Given task: Rewrite the material from its start through the line holding "91), (264, 99)]", inclusive, replacing "hole rule" with "fill rule" and changing nothing else. Omit the pictures from your version.
┌─ Supplied records
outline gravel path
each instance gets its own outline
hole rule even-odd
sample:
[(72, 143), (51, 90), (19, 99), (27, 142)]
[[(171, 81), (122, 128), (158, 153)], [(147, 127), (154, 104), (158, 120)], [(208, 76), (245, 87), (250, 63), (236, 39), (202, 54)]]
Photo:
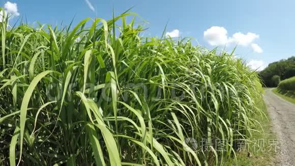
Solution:
[(266, 91), (264, 99), (268, 106), (272, 127), (280, 144), (277, 165), (295, 165), (295, 104)]

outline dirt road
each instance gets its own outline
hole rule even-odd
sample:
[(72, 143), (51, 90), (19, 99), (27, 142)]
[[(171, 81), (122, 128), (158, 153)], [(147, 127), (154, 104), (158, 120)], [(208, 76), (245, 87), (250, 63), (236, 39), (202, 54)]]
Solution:
[(268, 106), (273, 130), (279, 141), (278, 165), (295, 165), (295, 104), (266, 91), (264, 99)]

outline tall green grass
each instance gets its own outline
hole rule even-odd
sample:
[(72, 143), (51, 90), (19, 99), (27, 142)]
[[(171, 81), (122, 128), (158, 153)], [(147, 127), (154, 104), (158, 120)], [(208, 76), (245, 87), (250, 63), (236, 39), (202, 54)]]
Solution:
[(278, 88), (281, 91), (295, 91), (295, 77), (281, 81)]
[(0, 23), (0, 162), (222, 165), (234, 157), (238, 140), (259, 125), (251, 116), (259, 111), (256, 73), (187, 39), (143, 37), (134, 19), (126, 21), (133, 14), (62, 29)]

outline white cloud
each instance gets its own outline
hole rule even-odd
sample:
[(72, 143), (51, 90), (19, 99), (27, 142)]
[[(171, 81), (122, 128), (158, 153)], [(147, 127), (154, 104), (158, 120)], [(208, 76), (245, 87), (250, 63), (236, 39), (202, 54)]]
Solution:
[(263, 50), (261, 49), (261, 48), (260, 48), (260, 47), (256, 43), (252, 43), (251, 45), (251, 47), (252, 47), (253, 50), (255, 52), (262, 53), (262, 52), (263, 51)]
[(257, 70), (261, 71), (267, 67), (267, 64), (262, 61), (251, 60), (247, 65), (252, 70)]
[(223, 27), (212, 26), (204, 32), (204, 39), (211, 45), (225, 45), (227, 31)]
[(212, 26), (204, 32), (204, 39), (210, 45), (214, 46), (224, 46), (226, 44), (241, 45), (248, 47), (251, 45), (254, 51), (262, 53), (262, 49), (253, 42), (259, 39), (259, 36), (256, 34), (248, 32), (243, 34), (235, 33), (231, 37), (228, 37), (227, 31), (222, 26)]
[(88, 7), (90, 9), (90, 10), (92, 10), (94, 12), (95, 11), (95, 9), (94, 9), (94, 7), (93, 7), (93, 6), (92, 6), (92, 4), (91, 4), (91, 3), (89, 1), (89, 0), (85, 0), (85, 2), (87, 4), (87, 5), (88, 5)]
[(170, 37), (171, 38), (178, 38), (179, 37), (179, 30), (174, 30), (170, 32), (167, 32), (166, 33), (166, 37)]
[(254, 40), (259, 38), (259, 35), (251, 32), (248, 32), (247, 34), (238, 32), (234, 34), (232, 37), (228, 39), (228, 41), (229, 43), (247, 46), (252, 43)]
[(5, 12), (13, 16), (19, 16), (19, 13), (17, 11), (17, 5), (16, 3), (12, 3), (8, 1), (4, 4)]

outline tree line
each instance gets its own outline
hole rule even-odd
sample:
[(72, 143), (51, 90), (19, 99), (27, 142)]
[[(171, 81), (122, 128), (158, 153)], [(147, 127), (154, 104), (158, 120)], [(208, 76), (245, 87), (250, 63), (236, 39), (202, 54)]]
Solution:
[(277, 87), (280, 80), (295, 76), (295, 57), (270, 64), (259, 75), (264, 86)]

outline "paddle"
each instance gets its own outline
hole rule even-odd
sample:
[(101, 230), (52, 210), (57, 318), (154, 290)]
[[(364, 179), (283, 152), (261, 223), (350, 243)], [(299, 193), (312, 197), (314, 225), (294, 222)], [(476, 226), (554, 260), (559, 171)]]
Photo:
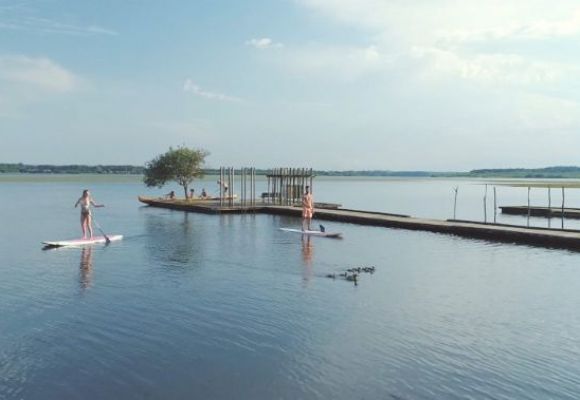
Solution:
[(101, 231), (101, 233), (103, 234), (103, 236), (105, 237), (106, 243), (109, 244), (111, 243), (111, 239), (109, 239), (109, 237), (107, 236), (107, 234), (105, 233), (105, 231), (103, 231), (103, 228), (101, 228), (101, 225), (99, 225), (99, 223), (97, 222), (97, 220), (95, 219), (95, 217), (93, 216), (93, 222), (95, 223), (95, 226), (97, 227), (97, 229), (99, 231)]

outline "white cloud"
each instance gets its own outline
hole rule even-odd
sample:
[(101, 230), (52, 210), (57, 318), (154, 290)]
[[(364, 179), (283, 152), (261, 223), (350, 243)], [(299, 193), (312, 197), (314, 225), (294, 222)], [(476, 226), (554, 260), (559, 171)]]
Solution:
[(276, 43), (270, 38), (250, 39), (246, 41), (246, 46), (252, 46), (259, 50), (282, 48), (282, 43)]
[[(531, 87), (577, 79), (579, 75), (574, 61), (578, 56), (557, 54), (554, 43), (550, 47), (537, 43), (580, 35), (580, 9), (575, 0), (432, 0), (412, 5), (385, 0), (295, 1), (368, 31), (368, 38), (375, 43), (370, 48), (377, 49), (380, 55), (387, 54), (381, 49), (397, 49), (399, 57), (386, 58), (391, 63), (419, 61), (429, 71), (423, 77), (436, 79), (440, 74), (480, 83)], [(519, 48), (509, 45), (513, 40), (535, 43), (534, 47)], [(482, 42), (489, 45), (467, 47)], [(320, 63), (328, 58), (324, 52), (320, 57)], [(361, 74), (384, 67), (384, 63), (364, 61), (360, 65), (366, 66), (358, 69)]]
[(557, 20), (538, 19), (524, 23), (510, 23), (486, 29), (443, 31), (439, 34), (448, 42), (486, 42), (498, 40), (544, 40), (580, 35), (580, 9), (571, 17)]
[(26, 3), (0, 7), (0, 30), (77, 36), (118, 35), (118, 32), (98, 25), (83, 25), (74, 22), (64, 23), (39, 16), (39, 12)]
[(300, 73), (320, 74), (342, 80), (354, 80), (364, 75), (386, 72), (392, 56), (377, 46), (311, 45), (291, 49), (282, 58), (286, 68)]
[(202, 90), (198, 85), (196, 85), (191, 79), (186, 79), (183, 84), (183, 91), (193, 93), (196, 96), (203, 97), (210, 100), (218, 101), (232, 101), (240, 102), (242, 99), (239, 97), (229, 96), (222, 93), (209, 92), (207, 90)]
[(436, 47), (416, 47), (412, 54), (425, 62), (430, 74), (489, 84), (545, 84), (579, 73), (565, 64), (530, 61), (515, 54), (460, 55)]
[(48, 58), (10, 55), (0, 56), (0, 81), (68, 92), (78, 87), (80, 79)]

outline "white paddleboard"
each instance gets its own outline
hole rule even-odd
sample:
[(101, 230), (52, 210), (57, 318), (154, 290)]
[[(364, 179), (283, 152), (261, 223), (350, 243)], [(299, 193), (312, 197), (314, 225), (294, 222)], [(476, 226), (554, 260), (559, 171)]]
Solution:
[(292, 229), (292, 228), (280, 228), (280, 230), (284, 231), (284, 232), (300, 233), (302, 235), (309, 235), (309, 236), (322, 236), (322, 237), (330, 237), (330, 238), (342, 237), (342, 233), (339, 233), (339, 232), (303, 231), (302, 229)]
[[(111, 242), (123, 239), (123, 235), (108, 235), (107, 236)], [(107, 243), (107, 239), (104, 236), (93, 236), (91, 239), (72, 239), (72, 240), (59, 240), (56, 242), (42, 242), (45, 246), (62, 247), (62, 246), (84, 246), (87, 244), (97, 244), (97, 243)]]

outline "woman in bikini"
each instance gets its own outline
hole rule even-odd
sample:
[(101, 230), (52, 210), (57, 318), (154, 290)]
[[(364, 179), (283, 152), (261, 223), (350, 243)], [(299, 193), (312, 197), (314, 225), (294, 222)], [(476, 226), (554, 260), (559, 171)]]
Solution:
[(91, 206), (104, 207), (104, 204), (96, 204), (91, 198), (91, 194), (87, 189), (83, 190), (83, 195), (77, 200), (75, 208), (81, 206), (81, 229), (83, 230), (83, 239), (87, 238), (87, 230), (89, 231), (89, 239), (93, 237), (93, 218), (91, 213)]

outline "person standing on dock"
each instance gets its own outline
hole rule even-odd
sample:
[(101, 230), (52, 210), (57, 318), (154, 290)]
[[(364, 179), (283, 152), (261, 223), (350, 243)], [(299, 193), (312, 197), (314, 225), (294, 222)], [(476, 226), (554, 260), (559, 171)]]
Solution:
[[(310, 193), (310, 186), (306, 186), (306, 191), (302, 196), (302, 230), (311, 230), (310, 222), (312, 221), (312, 216), (314, 215), (314, 199), (312, 198), (312, 193)], [(308, 229), (306, 229), (308, 228)]]
[(93, 237), (93, 217), (91, 206), (104, 207), (103, 204), (96, 204), (88, 189), (83, 190), (83, 195), (77, 200), (75, 208), (81, 206), (81, 229), (83, 230), (83, 239), (87, 238), (87, 231), (89, 232), (89, 239)]

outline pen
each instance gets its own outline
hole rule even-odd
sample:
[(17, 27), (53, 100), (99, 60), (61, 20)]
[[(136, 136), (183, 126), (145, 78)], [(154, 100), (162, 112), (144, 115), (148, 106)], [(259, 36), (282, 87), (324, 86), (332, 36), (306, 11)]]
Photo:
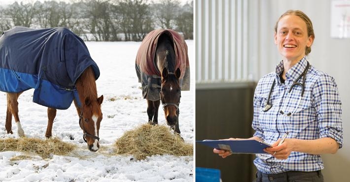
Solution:
[[(277, 146), (280, 146), (281, 145), (282, 145), (282, 144), (283, 143), (283, 142), (284, 141), (284, 139), (285, 139), (285, 138), (287, 137), (287, 136), (288, 135), (288, 134), (289, 133), (289, 132), (286, 132), (284, 134), (284, 135), (283, 135), (283, 137), (282, 137), (282, 140), (281, 140), (280, 142), (280, 143), (279, 144), (279, 145)], [(275, 154), (276, 154), (276, 152), (277, 152), (277, 151), (275, 151), (275, 153), (274, 153), (274, 155), (275, 155)]]

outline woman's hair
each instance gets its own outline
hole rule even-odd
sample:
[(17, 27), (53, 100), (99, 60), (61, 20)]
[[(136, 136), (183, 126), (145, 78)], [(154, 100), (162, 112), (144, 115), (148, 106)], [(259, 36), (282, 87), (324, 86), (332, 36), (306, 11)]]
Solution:
[[(311, 22), (311, 20), (310, 20), (310, 19), (309, 18), (308, 16), (307, 16), (305, 13), (299, 10), (289, 10), (281, 15), (279, 20), (277, 21), (277, 22), (276, 22), (276, 25), (275, 26), (275, 32), (277, 33), (277, 25), (280, 20), (284, 16), (290, 15), (299, 16), (304, 21), (304, 22), (305, 22), (305, 23), (306, 23), (306, 28), (308, 30), (308, 37), (312, 36), (313, 39), (315, 39), (315, 33), (314, 33), (313, 23)], [(311, 47), (307, 46), (305, 48), (305, 55), (307, 55), (310, 53), (310, 52), (311, 52)]]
└─
Response to the task:
outline gravel path
each instance gets its own outline
fill rule even-odd
sample:
[(72, 143), (51, 90), (19, 99), (27, 142)]
[[(171, 81), (122, 128), (158, 153)], [(147, 127), (154, 104), (158, 120)], [(208, 76), (245, 87), (250, 63), (236, 39), (202, 54)]]
Photo:
Solution:
[(266, 91), (264, 99), (268, 106), (272, 127), (280, 144), (277, 165), (295, 165), (295, 104)]

outline dirt road
each instance gets its own outline
fill rule even-odd
sample:
[(72, 143), (51, 90), (19, 99), (27, 142)]
[[(171, 81), (122, 128), (158, 153)], [(147, 127), (154, 104), (158, 120)], [(208, 76), (245, 87), (250, 63), (236, 39), (202, 54)]]
Solution:
[(268, 106), (273, 130), (279, 141), (278, 165), (295, 165), (295, 104), (266, 91), (264, 99)]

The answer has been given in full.